WHAT YOU SHOULD DO: Continue the article on dementia support in the UK, starting right after its final sentence.

READING TEXT:
·····

There are currently over 800,000 people living with dementia in the UK – a figure which is predicted to hit one million within the next five years.
However, recent research shows that access to support for the growing numbers of newly diagnosed is not keeping pace:
• 61% of people diagnosed with Alzheimer’s disease, vascular dementia and other forms of the condition say they feel depressed or anxious largely because of a lack of support.
• Only 58% say they are living well post-diagnosis.
• Dementia is the illness most feared by people over the age of 55, who are understandably concerned about losing their memory and identity.
As the UK’s leading charity for older people Age UK regularly hears of people who have been told they have dementia and then find they have nowhere to turn to for support or help in understanding how it will affect their lives day to day.
In fact, last year the Charity received more than a thousand calls for advice about living with dementia.
Age UK believes support is critical after diagnosis to help people come to terms with the life-changing news and to understand that it is possible to live well with dementia.
It has published two new guides to enable people diagnosed with dementia and their friends and families, secure their rights and entitlements, make informed choices about public services and play a full role in their communities and society.
Living with early-stage dementia: aimed at people who have been newly diagnosed with dementia and focuses on how they can live well with their condition.
Caring for someone with dementia: takes carers through the dementia journey and looks at the everyday things they can do, as well as the practical and emotional help they can get.
A number of local Age UKs around the country run services to help people with dementia and their families to live well for as long as possible. Age UK has just announced funding for pilot projects in Norfolk, East Cheshire, South Staffordshire and Exeter. These include schemes providing dementia advisers in hospitals who will work with GPs and post-diagnosis peer support groups.

·····

[Collected data entries]
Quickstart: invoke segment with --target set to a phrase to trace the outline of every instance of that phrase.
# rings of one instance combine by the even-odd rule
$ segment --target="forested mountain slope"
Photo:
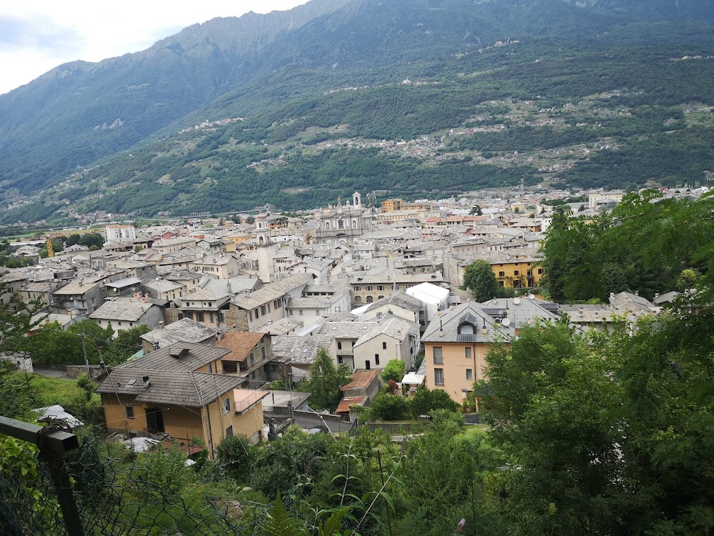
[[[313,1],[287,14],[215,19],[0,96],[0,195],[24,204],[3,221],[714,170],[708,2]]]

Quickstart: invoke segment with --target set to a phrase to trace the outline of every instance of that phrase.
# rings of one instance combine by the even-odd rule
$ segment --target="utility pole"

·····

RESPONSE TO THIS EXERCISE:
Despite the fact that this is a frightening and confusing time there are ways of living contentedly with the disease. Being the carer of a person with the illness is just as difficult if not more so than being the patient. Help is available but you must ask for it, and not feel embarrassed in accepting assistance from healthcare workers or friends and family.
Planning for the future is an important part of living with dementia and will make life easier for all concerned if you do not feel you are living on the precipice of unknown perils.
Knowing there is help out there and that you are not alone can be comforting. And medical science is making huge strides in finding ways to slow down the process. A positive attitude is vitally important.
Age UK is unique as it offers a range of information and support services on all aspects of getting older – from money and benefits, to housing and health. Ranging from information guides and factsheets and a telephone advice line to our network of local Age UKs they are able to support older people or those who care and support for them.